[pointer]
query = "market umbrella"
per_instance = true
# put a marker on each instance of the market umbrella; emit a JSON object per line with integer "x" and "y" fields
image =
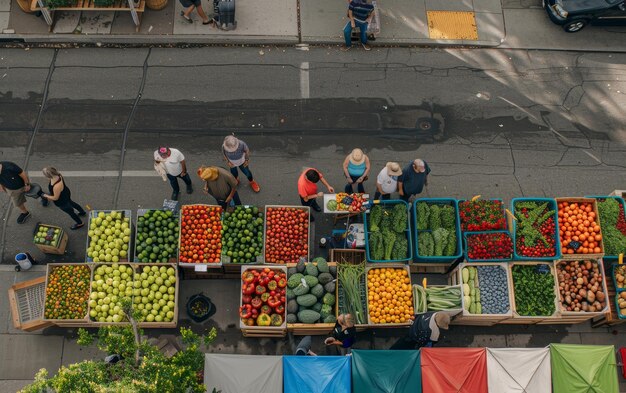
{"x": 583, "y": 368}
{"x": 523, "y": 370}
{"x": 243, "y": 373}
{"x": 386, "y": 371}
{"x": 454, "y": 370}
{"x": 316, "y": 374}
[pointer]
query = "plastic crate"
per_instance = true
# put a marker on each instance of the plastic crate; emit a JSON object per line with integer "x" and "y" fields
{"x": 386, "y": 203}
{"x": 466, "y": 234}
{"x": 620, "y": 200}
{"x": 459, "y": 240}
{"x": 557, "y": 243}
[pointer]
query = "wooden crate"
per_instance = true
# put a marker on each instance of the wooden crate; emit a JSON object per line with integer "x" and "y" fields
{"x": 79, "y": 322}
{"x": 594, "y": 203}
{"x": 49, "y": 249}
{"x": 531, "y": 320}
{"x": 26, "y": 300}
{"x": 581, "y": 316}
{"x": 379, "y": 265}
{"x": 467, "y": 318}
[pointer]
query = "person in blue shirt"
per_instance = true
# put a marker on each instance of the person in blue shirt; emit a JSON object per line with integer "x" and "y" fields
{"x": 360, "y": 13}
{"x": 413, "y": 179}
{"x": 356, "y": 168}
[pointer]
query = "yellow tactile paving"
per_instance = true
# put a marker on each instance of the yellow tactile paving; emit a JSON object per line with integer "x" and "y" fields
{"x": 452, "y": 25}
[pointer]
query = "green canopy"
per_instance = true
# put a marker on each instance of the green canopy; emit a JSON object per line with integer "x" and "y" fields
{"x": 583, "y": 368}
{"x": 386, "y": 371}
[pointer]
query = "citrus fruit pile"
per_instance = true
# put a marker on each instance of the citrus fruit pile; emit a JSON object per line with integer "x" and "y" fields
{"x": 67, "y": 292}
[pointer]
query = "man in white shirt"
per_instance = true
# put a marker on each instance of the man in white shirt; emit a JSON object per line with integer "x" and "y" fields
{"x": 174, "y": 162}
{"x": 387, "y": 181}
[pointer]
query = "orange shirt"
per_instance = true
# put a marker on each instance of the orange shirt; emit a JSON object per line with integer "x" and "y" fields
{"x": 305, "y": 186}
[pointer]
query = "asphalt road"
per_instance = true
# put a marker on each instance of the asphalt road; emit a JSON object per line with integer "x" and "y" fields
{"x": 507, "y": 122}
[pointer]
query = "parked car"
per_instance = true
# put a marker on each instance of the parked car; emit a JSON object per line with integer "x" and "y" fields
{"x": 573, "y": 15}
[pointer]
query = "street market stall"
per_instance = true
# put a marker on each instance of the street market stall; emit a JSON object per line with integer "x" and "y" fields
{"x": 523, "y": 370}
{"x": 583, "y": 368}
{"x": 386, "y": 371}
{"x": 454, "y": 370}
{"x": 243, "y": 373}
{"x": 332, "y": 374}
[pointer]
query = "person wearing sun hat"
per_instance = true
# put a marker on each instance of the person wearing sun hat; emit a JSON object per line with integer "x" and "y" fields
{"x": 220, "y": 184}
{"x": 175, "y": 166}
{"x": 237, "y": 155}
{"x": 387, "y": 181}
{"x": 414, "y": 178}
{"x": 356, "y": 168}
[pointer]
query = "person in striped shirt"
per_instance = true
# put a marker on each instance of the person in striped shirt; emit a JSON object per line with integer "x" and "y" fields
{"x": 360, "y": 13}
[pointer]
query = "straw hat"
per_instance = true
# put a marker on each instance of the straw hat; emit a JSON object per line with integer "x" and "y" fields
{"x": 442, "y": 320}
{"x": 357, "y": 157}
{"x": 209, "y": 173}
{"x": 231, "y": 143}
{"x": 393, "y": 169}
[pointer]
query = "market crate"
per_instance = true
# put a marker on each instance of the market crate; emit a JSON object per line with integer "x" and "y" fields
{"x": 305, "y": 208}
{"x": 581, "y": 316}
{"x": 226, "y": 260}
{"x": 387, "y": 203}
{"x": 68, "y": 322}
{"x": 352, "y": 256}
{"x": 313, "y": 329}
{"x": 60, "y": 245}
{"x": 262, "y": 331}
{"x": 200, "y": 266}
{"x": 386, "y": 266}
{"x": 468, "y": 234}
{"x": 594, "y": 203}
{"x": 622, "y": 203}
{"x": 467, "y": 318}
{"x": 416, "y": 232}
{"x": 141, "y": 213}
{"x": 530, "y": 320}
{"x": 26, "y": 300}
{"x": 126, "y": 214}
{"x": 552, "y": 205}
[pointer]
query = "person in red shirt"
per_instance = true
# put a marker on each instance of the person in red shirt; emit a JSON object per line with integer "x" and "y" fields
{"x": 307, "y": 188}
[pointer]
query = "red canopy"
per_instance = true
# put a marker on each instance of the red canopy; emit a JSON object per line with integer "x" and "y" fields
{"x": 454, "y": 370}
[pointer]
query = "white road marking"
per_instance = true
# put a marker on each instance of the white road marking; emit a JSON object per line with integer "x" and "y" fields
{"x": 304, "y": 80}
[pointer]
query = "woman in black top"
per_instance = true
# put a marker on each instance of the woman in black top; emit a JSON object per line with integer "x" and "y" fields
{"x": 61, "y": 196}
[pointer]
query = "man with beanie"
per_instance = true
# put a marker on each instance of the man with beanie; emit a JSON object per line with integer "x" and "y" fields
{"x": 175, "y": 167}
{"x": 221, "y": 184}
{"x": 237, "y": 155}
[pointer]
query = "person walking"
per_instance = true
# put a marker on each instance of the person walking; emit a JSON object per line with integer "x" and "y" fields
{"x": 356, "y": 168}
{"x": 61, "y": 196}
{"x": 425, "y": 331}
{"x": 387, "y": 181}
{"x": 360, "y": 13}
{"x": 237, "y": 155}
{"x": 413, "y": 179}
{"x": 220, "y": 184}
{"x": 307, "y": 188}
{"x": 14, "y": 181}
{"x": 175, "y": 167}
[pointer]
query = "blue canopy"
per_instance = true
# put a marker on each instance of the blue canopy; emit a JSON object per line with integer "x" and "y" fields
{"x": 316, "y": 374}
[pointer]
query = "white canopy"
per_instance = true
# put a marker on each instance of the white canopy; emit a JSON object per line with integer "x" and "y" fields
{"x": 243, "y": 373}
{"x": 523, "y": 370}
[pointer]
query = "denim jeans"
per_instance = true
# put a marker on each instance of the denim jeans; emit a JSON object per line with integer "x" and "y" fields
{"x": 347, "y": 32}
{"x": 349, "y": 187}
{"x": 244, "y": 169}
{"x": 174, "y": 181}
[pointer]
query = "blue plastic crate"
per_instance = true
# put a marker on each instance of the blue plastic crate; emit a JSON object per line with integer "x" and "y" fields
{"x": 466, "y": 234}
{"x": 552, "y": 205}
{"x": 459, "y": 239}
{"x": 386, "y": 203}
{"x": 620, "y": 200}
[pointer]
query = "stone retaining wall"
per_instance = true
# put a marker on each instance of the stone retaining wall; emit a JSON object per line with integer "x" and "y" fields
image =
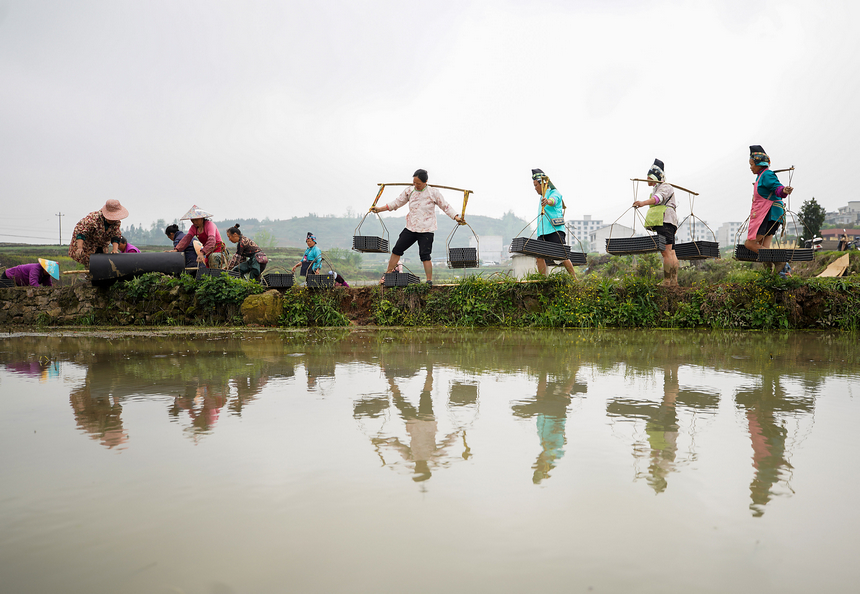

========================================================================

*Written request*: Reproduce every line precisely as given, omitting all pictures.

*Output for this task*:
[pointer]
query = "market umbrella"
per_instance = true
# put a marker on each instance of the market umbrella; emit a JSON object per line with integer "x" and "y" fields
image =
{"x": 583, "y": 368}
{"x": 523, "y": 370}
{"x": 243, "y": 373}
{"x": 386, "y": 371}
{"x": 454, "y": 370}
{"x": 316, "y": 374}
[pointer]
query = "plastic crate"
per_instance = true
# put a marker on each instance of the plastic crate; emit a JSON object per line with integer "x" and "y" fields
{"x": 386, "y": 203}
{"x": 466, "y": 234}
{"x": 620, "y": 200}
{"x": 459, "y": 240}
{"x": 557, "y": 243}
[pointer]
query = "wooden crate"
per_instance = true
# put a marker on each instance of the wooden crate; emit a JSON object per line with integer "x" and "y" fields
{"x": 79, "y": 322}
{"x": 594, "y": 203}
{"x": 49, "y": 249}
{"x": 531, "y": 320}
{"x": 26, "y": 300}
{"x": 581, "y": 316}
{"x": 379, "y": 265}
{"x": 467, "y": 318}
[pointer]
query = "person in blue shirt"
per_instance = true
# put a marker on each instance of the person in blue shirt; emit a JSON object per line with integer "x" and "y" fields
{"x": 360, "y": 13}
{"x": 413, "y": 179}
{"x": 356, "y": 168}
[pointer]
query = "yellow tactile paving"
per_instance = true
# put a marker on each instance of the yellow tactile paving; emit a JSON object per line with integer "x" and "y" fields
{"x": 452, "y": 25}
[pointer]
query = "green canopy"
per_instance = true
# put a marker on each instance of the green canopy; emit a JSON object per line with integer "x" and "y" fields
{"x": 583, "y": 368}
{"x": 386, "y": 371}
[pointer]
query = "citrus fruit pile"
per_instance = true
# put a marker on each instance of the citrus fruit pile; emit a JSON object per line with integer "x" and "y" fields
{"x": 67, "y": 292}
[pointer]
query = "man in white shirt"
per_instance = true
# put a marker on each instance of the man in white shirt; emit a JSON object per line with integer "x" and "y" fields
{"x": 174, "y": 162}
{"x": 387, "y": 181}
[pointer]
query = "orange shirt"
per_instance = true
# put a marker on each instance of the orange shirt; emit a JSON object per line with integer "x" and "y" fields
{"x": 305, "y": 186}
[pointer]
query = "asphalt road"
per_instance = true
# put a marker on each instance of the asphalt road; emit a JSON object per line with integer "x" and "y" fields
{"x": 507, "y": 122}
[pointer]
query = "parked car"
per_instance = true
# put a marker on each instance of the parked car; emit a JSON object per line with integer "x" and "y" fields
{"x": 573, "y": 15}
[pointer]
query = "street market stall"
per_instance = true
# put a marker on each instance of the street market stall; emit a JSON object per line with integer "x" and "y" fields
{"x": 523, "y": 370}
{"x": 583, "y": 368}
{"x": 386, "y": 371}
{"x": 454, "y": 370}
{"x": 243, "y": 373}
{"x": 332, "y": 374}
[pointer]
query = "person wearing sun hat"
per_instance = true
# put a marker on each instance of the person wearing sun hat; emit a JSON object per line with integer "x" and "y" fields
{"x": 220, "y": 184}
{"x": 175, "y": 166}
{"x": 237, "y": 155}
{"x": 387, "y": 181}
{"x": 414, "y": 178}
{"x": 356, "y": 168}
[pointer]
query = "person in striped shirt"
per_instance = true
# put a marker on each instance of the person in striped shirt; emit a JSON object per line with integer "x" and "y" fields
{"x": 360, "y": 13}
[pointer]
query = "straw hat"
per_instance = true
# put a marker on each instance of the straw hat; emit a JSON object per line with integer "x" and "y" fields
{"x": 442, "y": 320}
{"x": 357, "y": 157}
{"x": 209, "y": 173}
{"x": 231, "y": 143}
{"x": 393, "y": 169}
[pointer]
query = "market crate"
per_instance = true
# put a marker on each instance of the market crate; emit a JSON object per line with integer "x" and "y" fields
{"x": 305, "y": 208}
{"x": 581, "y": 316}
{"x": 226, "y": 260}
{"x": 387, "y": 203}
{"x": 68, "y": 322}
{"x": 352, "y": 256}
{"x": 313, "y": 329}
{"x": 60, "y": 245}
{"x": 262, "y": 331}
{"x": 200, "y": 266}
{"x": 386, "y": 266}
{"x": 468, "y": 234}
{"x": 594, "y": 203}
{"x": 622, "y": 203}
{"x": 467, "y": 318}
{"x": 416, "y": 232}
{"x": 141, "y": 213}
{"x": 530, "y": 320}
{"x": 26, "y": 300}
{"x": 126, "y": 214}
{"x": 552, "y": 205}
[pointer]
query = "person in red shirt"
per_instance = true
# put a marker on each instance of the person in red shirt; emit a JSON object per line with integer "x" and "y" fields
{"x": 307, "y": 188}
[pointer]
query = "red canopy"
per_instance = true
# put a marker on each instance of the red canopy; emit a JSON object per line with integer "x" and "y" fields
{"x": 454, "y": 370}
[pointer]
query = "white road marking"
per_instance = true
# put a marker on each instance of the white road marking; emit a JSON object per line with integer "x" and "y" fields
{"x": 304, "y": 80}
[pointer]
query = "woman in black top"
per_instance = true
# put a marker on each instance of the woman in black top; emit a JSON object per line with integer "x" and "y" fields
{"x": 61, "y": 196}
[pointer]
query = "man with beanie"
per_instance = true
# put a marker on each instance of the man with beanie; emit a JSON object per line with integer "x" and "y" fields
{"x": 175, "y": 167}
{"x": 221, "y": 184}
{"x": 237, "y": 155}
[pointer]
query = "person walking"
per_instance = true
# put a marker on each instance of the person walking; emit a JSON object per line with integer "x" and "y" fields
{"x": 356, "y": 168}
{"x": 61, "y": 196}
{"x": 425, "y": 331}
{"x": 387, "y": 181}
{"x": 360, "y": 13}
{"x": 237, "y": 155}
{"x": 413, "y": 179}
{"x": 220, "y": 184}
{"x": 307, "y": 188}
{"x": 14, "y": 181}
{"x": 175, "y": 167}
[pointer]
query = "blue canopy"
per_instance = true
# put a marker on each instance of the blue canopy; emit a JSON object per line with integer "x" and "y" fields
{"x": 316, "y": 374}
[pointer]
query = "white canopy"
per_instance = true
# put a marker on each instance of the white canopy; emit a JSON object per line with integer "x" and "y" fields
{"x": 243, "y": 373}
{"x": 523, "y": 370}
[pointer]
query = "denim jeans"
per_instance = true
# put a marker on each instance of the denim jeans; emit a JSON object per line with integer "x" and "y" fields
{"x": 347, "y": 32}
{"x": 349, "y": 187}
{"x": 244, "y": 169}
{"x": 174, "y": 181}
[pointer]
query = "blue plastic crate"
per_instance = true
# put a marker on each instance of the blue plastic crate; emit a JSON object per line with integer "x" and "y" fields
{"x": 466, "y": 234}
{"x": 552, "y": 205}
{"x": 459, "y": 239}
{"x": 386, "y": 203}
{"x": 620, "y": 200}
[pointer]
query = "stone retaining wall"
per_instance = true
# put a marker on each instance of the stone retaining wall; emit a JSON object per line with integer "x" and "y" fields
image =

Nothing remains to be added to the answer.